### REQUIRED ACTION
Extend the account of the mother's A.L.S. care past its last sentence, carrying on the hospice section in the same first-person voice.

There’s been a potential breakthrough in A.L.S. treatment. In Italy, doctors gave a number of A.L.S. patients lithium. The results were dramatic. 30% of the control group died within the study period. None of the lithium patients did. They weren’t cured, or even arrested. But they did slow down the progression quite a bit.

A second U.S. based study is under way.

Since lithium is already approved and on the market for other reasons, it’s available to anyone who can wrangle a prescription from their doctor. So lots of A.L.S. patients are doing so, despite any standardized dosing for A.L.S. Many of these people are participating in an unofficial study.

Mom considered going on lithium because she wants to survive long enough to hold my niece/nephew who is due in September. She’s decided against it though because she thinks she’ll last long enough anyway, and doesn’t want to prolong her life. She’s pretty far along and isn’t to thrilled with the thought of prolonging her life in her current level of A.L.S.

I’d probably go on the lithium if it were me. But then, I’d also have made a point to move to Oregon to take advantage of their assisted suicide law as well.

Hospice

My mom, step-father, myself, my brother, and a woman from mom’s church met with a representative from hospice last Wednesday.

She was there for 2 hours. We learned very very little that we didn’t already know. The woman was not very organized. Actually, she was organized for a completely different kind of patient. Most people who they meet with have very little idea what hospice does. So she was expecting to explain that. She spent the majority of the time asking each of us what we did for my mom.

She only answered in a general way my mom’s questions, which she didn’t get to ask until nearly the end.

Mom has heard complaint of losing autonomy from other people in her support group. Nothing specific though. The rep answered this concern with of course you get to participate in all decisions. Which is not the answer my mom wanted to hear. She wants to know that she decides. Not that she participates. She came away with the impression that her choice if she disagrees with hospice’s ideas is to go with it or to drop out. Mom doesn’t want a repeat of the debacle that was the ALS clinic at Virginia Mason, where they argued with her over her refusal to take a medication.

Natural language region descriptions:
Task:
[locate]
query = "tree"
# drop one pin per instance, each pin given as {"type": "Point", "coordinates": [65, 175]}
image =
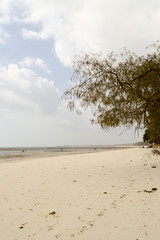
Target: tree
{"type": "Point", "coordinates": [121, 89]}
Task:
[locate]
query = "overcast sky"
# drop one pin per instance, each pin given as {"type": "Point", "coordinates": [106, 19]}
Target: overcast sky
{"type": "Point", "coordinates": [38, 40]}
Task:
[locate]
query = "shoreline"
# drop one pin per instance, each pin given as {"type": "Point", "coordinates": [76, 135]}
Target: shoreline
{"type": "Point", "coordinates": [109, 194]}
{"type": "Point", "coordinates": [21, 156]}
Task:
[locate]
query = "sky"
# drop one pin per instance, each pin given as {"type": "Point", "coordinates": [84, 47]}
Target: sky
{"type": "Point", "coordinates": [38, 42]}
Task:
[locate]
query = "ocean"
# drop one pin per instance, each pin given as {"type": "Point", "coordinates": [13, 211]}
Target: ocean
{"type": "Point", "coordinates": [20, 153]}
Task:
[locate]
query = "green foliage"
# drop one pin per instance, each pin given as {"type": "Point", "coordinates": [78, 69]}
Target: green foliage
{"type": "Point", "coordinates": [121, 89]}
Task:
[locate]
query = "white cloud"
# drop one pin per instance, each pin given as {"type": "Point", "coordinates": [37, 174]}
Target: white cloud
{"type": "Point", "coordinates": [3, 36]}
{"type": "Point", "coordinates": [29, 62]}
{"type": "Point", "coordinates": [88, 25]}
{"type": "Point", "coordinates": [23, 90]}
{"type": "Point", "coordinates": [92, 25]}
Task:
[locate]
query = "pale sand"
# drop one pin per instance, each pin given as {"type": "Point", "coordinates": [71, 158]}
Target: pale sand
{"type": "Point", "coordinates": [96, 196]}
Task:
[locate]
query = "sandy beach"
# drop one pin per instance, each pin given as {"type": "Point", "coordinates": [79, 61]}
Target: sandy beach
{"type": "Point", "coordinates": [111, 195]}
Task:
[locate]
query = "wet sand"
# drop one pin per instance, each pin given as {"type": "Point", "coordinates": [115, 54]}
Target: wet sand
{"type": "Point", "coordinates": [103, 195]}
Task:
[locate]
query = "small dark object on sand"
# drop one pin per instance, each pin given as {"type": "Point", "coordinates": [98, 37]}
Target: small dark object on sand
{"type": "Point", "coordinates": [154, 189]}
{"type": "Point", "coordinates": [52, 213]}
{"type": "Point", "coordinates": [151, 191]}
{"type": "Point", "coordinates": [156, 151]}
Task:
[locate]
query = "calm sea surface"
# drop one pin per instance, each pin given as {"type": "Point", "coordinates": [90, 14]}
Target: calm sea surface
{"type": "Point", "coordinates": [8, 154]}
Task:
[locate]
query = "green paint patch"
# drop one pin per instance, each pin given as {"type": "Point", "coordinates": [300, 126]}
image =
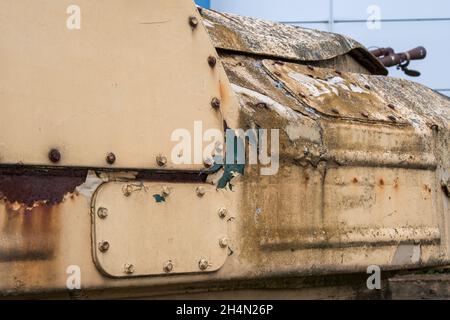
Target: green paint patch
{"type": "Point", "coordinates": [159, 198]}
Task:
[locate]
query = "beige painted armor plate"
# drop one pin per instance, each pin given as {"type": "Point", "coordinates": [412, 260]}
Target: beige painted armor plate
{"type": "Point", "coordinates": [132, 72]}
{"type": "Point", "coordinates": [154, 228]}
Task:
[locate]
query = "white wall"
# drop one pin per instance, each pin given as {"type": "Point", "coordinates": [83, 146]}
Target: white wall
{"type": "Point", "coordinates": [404, 24]}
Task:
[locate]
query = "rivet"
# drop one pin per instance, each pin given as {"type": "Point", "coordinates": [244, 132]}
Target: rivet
{"type": "Point", "coordinates": [200, 191]}
{"type": "Point", "coordinates": [212, 61]}
{"type": "Point", "coordinates": [127, 190]}
{"type": "Point", "coordinates": [161, 160]}
{"type": "Point", "coordinates": [102, 213]}
{"type": "Point", "coordinates": [168, 266]}
{"type": "Point", "coordinates": [165, 191]}
{"type": "Point", "coordinates": [203, 264]}
{"type": "Point", "coordinates": [128, 268]}
{"type": "Point", "coordinates": [391, 106]}
{"type": "Point", "coordinates": [392, 118]}
{"type": "Point", "coordinates": [434, 127]}
{"type": "Point", "coordinates": [223, 242]}
{"type": "Point", "coordinates": [223, 212]}
{"type": "Point", "coordinates": [110, 158]}
{"type": "Point", "coordinates": [103, 246]}
{"type": "Point", "coordinates": [54, 155]}
{"type": "Point", "coordinates": [208, 162]}
{"type": "Point", "coordinates": [193, 22]}
{"type": "Point", "coordinates": [215, 103]}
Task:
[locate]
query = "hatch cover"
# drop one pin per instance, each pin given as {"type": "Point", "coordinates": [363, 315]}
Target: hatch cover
{"type": "Point", "coordinates": [143, 229]}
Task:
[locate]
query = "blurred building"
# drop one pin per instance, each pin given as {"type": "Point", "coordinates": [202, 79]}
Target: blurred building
{"type": "Point", "coordinates": [400, 24]}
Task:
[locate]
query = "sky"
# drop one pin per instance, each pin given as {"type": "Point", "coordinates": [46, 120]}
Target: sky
{"type": "Point", "coordinates": [400, 24]}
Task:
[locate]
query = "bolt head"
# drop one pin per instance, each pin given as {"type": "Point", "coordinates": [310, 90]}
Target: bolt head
{"type": "Point", "coordinates": [161, 160]}
{"type": "Point", "coordinates": [102, 213]}
{"type": "Point", "coordinates": [103, 246]}
{"type": "Point", "coordinates": [128, 268]}
{"type": "Point", "coordinates": [200, 191]}
{"type": "Point", "coordinates": [215, 103]}
{"type": "Point", "coordinates": [223, 212]}
{"type": "Point", "coordinates": [208, 162]}
{"type": "Point", "coordinates": [392, 118]}
{"type": "Point", "coordinates": [193, 22]}
{"type": "Point", "coordinates": [168, 266]}
{"type": "Point", "coordinates": [212, 61]}
{"type": "Point", "coordinates": [203, 264]}
{"type": "Point", "coordinates": [165, 191]}
{"type": "Point", "coordinates": [391, 106]}
{"type": "Point", "coordinates": [127, 190]}
{"type": "Point", "coordinates": [54, 155]}
{"type": "Point", "coordinates": [110, 158]}
{"type": "Point", "coordinates": [223, 243]}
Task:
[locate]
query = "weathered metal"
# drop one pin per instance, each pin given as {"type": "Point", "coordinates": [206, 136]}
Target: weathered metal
{"type": "Point", "coordinates": [149, 227]}
{"type": "Point", "coordinates": [107, 88]}
{"type": "Point", "coordinates": [255, 36]}
{"type": "Point", "coordinates": [354, 188]}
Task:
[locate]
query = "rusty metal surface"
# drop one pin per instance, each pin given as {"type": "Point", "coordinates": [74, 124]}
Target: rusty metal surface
{"type": "Point", "coordinates": [352, 191]}
{"type": "Point", "coordinates": [159, 228]}
{"type": "Point", "coordinates": [83, 94]}
{"type": "Point", "coordinates": [256, 36]}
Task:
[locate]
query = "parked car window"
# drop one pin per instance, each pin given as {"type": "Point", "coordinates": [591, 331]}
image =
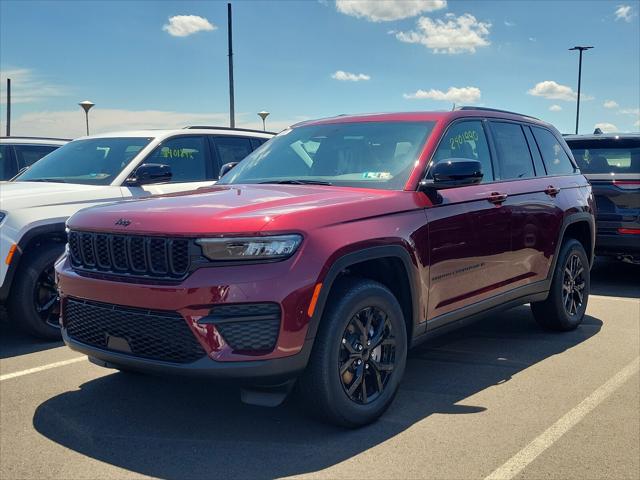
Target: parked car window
{"type": "Point", "coordinates": [186, 156]}
{"type": "Point", "coordinates": [256, 142]}
{"type": "Point", "coordinates": [6, 170]}
{"type": "Point", "coordinates": [30, 154]}
{"type": "Point", "coordinates": [514, 158]}
{"type": "Point", "coordinates": [359, 154]}
{"type": "Point", "coordinates": [466, 140]}
{"type": "Point", "coordinates": [94, 161]}
{"type": "Point", "coordinates": [541, 171]}
{"type": "Point", "coordinates": [607, 156]}
{"type": "Point", "coordinates": [232, 149]}
{"type": "Point", "coordinates": [555, 158]}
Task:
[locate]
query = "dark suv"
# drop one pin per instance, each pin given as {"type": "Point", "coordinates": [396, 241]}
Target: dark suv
{"type": "Point", "coordinates": [611, 163]}
{"type": "Point", "coordinates": [331, 250]}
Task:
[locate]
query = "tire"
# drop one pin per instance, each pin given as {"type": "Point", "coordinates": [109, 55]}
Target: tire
{"type": "Point", "coordinates": [569, 286]}
{"type": "Point", "coordinates": [32, 289]}
{"type": "Point", "coordinates": [333, 366]}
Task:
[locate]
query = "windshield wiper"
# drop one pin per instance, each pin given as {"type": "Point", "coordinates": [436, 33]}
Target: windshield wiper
{"type": "Point", "coordinates": [298, 182]}
{"type": "Point", "coordinates": [52, 180]}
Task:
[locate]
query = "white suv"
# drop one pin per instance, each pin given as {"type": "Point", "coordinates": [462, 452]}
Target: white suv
{"type": "Point", "coordinates": [18, 153]}
{"type": "Point", "coordinates": [86, 172]}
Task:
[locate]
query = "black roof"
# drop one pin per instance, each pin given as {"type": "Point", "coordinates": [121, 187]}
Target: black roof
{"type": "Point", "coordinates": [603, 136]}
{"type": "Point", "coordinates": [487, 109]}
{"type": "Point", "coordinates": [212, 127]}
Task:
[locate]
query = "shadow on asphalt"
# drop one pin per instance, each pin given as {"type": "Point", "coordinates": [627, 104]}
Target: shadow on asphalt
{"type": "Point", "coordinates": [175, 428]}
{"type": "Point", "coordinates": [14, 342]}
{"type": "Point", "coordinates": [614, 278]}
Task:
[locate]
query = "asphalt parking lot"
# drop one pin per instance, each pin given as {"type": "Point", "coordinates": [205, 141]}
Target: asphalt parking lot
{"type": "Point", "coordinates": [498, 399]}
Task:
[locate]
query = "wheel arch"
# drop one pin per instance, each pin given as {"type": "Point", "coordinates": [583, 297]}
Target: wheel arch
{"type": "Point", "coordinates": [580, 226]}
{"type": "Point", "coordinates": [389, 265]}
{"type": "Point", "coordinates": [54, 232]}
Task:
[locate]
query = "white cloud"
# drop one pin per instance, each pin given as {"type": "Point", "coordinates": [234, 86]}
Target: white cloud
{"type": "Point", "coordinates": [388, 10]}
{"type": "Point", "coordinates": [349, 77]}
{"type": "Point", "coordinates": [606, 127]}
{"type": "Point", "coordinates": [27, 86]}
{"type": "Point", "coordinates": [555, 91]}
{"type": "Point", "coordinates": [623, 12]}
{"type": "Point", "coordinates": [453, 94]}
{"type": "Point", "coordinates": [453, 35]}
{"type": "Point", "coordinates": [185, 25]}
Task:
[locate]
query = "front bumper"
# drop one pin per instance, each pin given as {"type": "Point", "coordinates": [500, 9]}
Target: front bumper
{"type": "Point", "coordinates": [194, 301]}
{"type": "Point", "coordinates": [275, 370]}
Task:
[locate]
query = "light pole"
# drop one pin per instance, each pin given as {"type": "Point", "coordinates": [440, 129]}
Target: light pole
{"type": "Point", "coordinates": [263, 115]}
{"type": "Point", "coordinates": [580, 49]}
{"type": "Point", "coordinates": [86, 106]}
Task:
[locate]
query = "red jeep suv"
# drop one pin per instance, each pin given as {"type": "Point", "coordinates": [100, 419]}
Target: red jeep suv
{"type": "Point", "coordinates": [328, 252]}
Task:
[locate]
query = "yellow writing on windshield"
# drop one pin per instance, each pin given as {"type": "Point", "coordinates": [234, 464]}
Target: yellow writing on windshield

### RESULT FOR THIS TASK
A little interlude here. My mom isn’t getting that great of care for her ALS. Her MD is great but he doesn’t have the depth of knowledge in ALS. The situation is not really the fault of the doctors. My mom is choosing this path. She doesn’t want to see the specialists in Seattle. She is fighting hospice. She doesn’t want to go back to her RT. She fought the speech therapist. She doesn’t want an OT to come to the house. In short, she’s being difficult. (She’s not fighting everything though.) Now you know where I get it from. Although I think she’s making some bad choices, they are her choices. I support her right to make bad choices. I will not get in her face about any of them. Gentle persuasion or coaxing is the most I will employ.

She doesn’t want hospice because she doesn’t want to fight them, and she thinks she will have to. The rep didn’t create that impression, her friends in support group did. But the rep didn’t dispel it either. She was unprepared and unorganized, and her coming with a plan to talk about the things most people want to know with no backup just reinforced to my mom that they have a one size fits all way of doing things.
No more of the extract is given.